* start Listed records *

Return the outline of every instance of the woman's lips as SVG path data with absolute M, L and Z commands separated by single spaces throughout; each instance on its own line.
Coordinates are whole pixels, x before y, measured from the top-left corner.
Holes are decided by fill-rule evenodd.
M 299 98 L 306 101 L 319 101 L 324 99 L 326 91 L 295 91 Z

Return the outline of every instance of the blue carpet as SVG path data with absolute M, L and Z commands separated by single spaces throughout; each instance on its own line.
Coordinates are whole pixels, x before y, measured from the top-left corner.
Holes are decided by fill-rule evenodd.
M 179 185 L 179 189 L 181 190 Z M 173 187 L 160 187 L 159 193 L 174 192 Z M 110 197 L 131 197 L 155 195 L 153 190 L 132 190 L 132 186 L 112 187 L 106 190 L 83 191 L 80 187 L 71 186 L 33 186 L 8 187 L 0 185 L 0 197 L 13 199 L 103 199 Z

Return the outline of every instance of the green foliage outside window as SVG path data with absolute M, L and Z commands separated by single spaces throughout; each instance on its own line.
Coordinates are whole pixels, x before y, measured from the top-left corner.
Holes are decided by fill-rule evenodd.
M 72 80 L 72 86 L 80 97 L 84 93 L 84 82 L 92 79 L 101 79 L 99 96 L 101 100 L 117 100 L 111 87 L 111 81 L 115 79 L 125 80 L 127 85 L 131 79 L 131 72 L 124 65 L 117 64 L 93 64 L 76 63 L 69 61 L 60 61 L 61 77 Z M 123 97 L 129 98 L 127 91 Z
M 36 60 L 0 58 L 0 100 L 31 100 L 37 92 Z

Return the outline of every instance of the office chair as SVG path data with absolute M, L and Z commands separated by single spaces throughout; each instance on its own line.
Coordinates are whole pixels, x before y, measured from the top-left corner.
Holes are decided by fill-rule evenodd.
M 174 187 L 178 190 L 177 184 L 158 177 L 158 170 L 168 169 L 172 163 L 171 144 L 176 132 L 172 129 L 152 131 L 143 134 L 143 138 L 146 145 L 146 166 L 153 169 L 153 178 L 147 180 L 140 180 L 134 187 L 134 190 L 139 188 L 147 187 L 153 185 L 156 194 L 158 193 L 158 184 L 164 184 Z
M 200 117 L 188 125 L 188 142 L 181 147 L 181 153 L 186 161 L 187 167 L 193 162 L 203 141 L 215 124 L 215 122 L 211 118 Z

* end Listed records *

Problem requirements
Write out all of the entries above again, swapping every "whole pixels" for "integer pixels" and leaving everything else unchanged.

Result of this exercise
Return the outline of every instance of the woman's lips as SVG path data with absolute M, L and Z commands separated by single spaces throughout; each instance on its own line.
Coordinates are integer pixels, x before y, measured from the top-left corner.
Holes are decided by fill-rule evenodd.
M 299 98 L 306 101 L 319 101 L 324 99 L 326 91 L 295 91 Z

Return the outline of every instance of the blue carpet as SVG path data with absolute M, L and Z commands separated by single spaces throughout; each instance on its own line.
Coordinates are integer pixels, x before y, measured from the top-left corner.
Holes are decided by fill-rule evenodd.
M 179 185 L 179 189 L 181 190 Z M 173 187 L 160 187 L 159 193 L 174 192 Z M 110 197 L 131 197 L 155 195 L 153 190 L 132 190 L 132 186 L 112 187 L 106 190 L 83 191 L 80 187 L 71 186 L 33 186 L 8 187 L 0 185 L 0 197 L 13 199 L 103 199 Z

Return the outline of every instance of the green foliage outside window as SVG path data with absolute M, L and Z commands separated by single spaces throughout; each instance on its own line.
Coordinates are integer pixels, x before y, measured from the top-left corner.
Holes are decided by fill-rule evenodd.
M 72 80 L 72 86 L 80 97 L 84 93 L 84 82 L 92 79 L 101 79 L 99 96 L 101 100 L 117 100 L 111 87 L 111 81 L 115 79 L 125 80 L 127 85 L 131 79 L 131 72 L 124 65 L 117 64 L 93 64 L 76 63 L 69 61 L 60 61 L 61 77 Z M 123 97 L 129 98 L 127 91 Z
M 36 60 L 0 58 L 0 100 L 31 100 L 37 92 Z

Return the outline of every instance of the office chair as SVG path data with absolute M, L and Z commands separated by single spaces throughout; each instance on its own line.
Coordinates are integer pixels, x before y, measured from the top-left corner.
Holes are decided by fill-rule evenodd.
M 174 187 L 178 190 L 177 184 L 158 177 L 158 170 L 168 169 L 172 163 L 171 144 L 176 132 L 172 129 L 152 131 L 143 134 L 143 138 L 146 145 L 146 166 L 153 169 L 153 178 L 147 180 L 140 180 L 134 187 L 134 190 L 139 188 L 147 187 L 153 185 L 156 194 L 158 193 L 158 184 L 164 184 Z
M 200 117 L 188 125 L 188 142 L 181 147 L 181 153 L 186 161 L 187 167 L 193 162 L 203 141 L 215 124 L 215 122 L 211 118 Z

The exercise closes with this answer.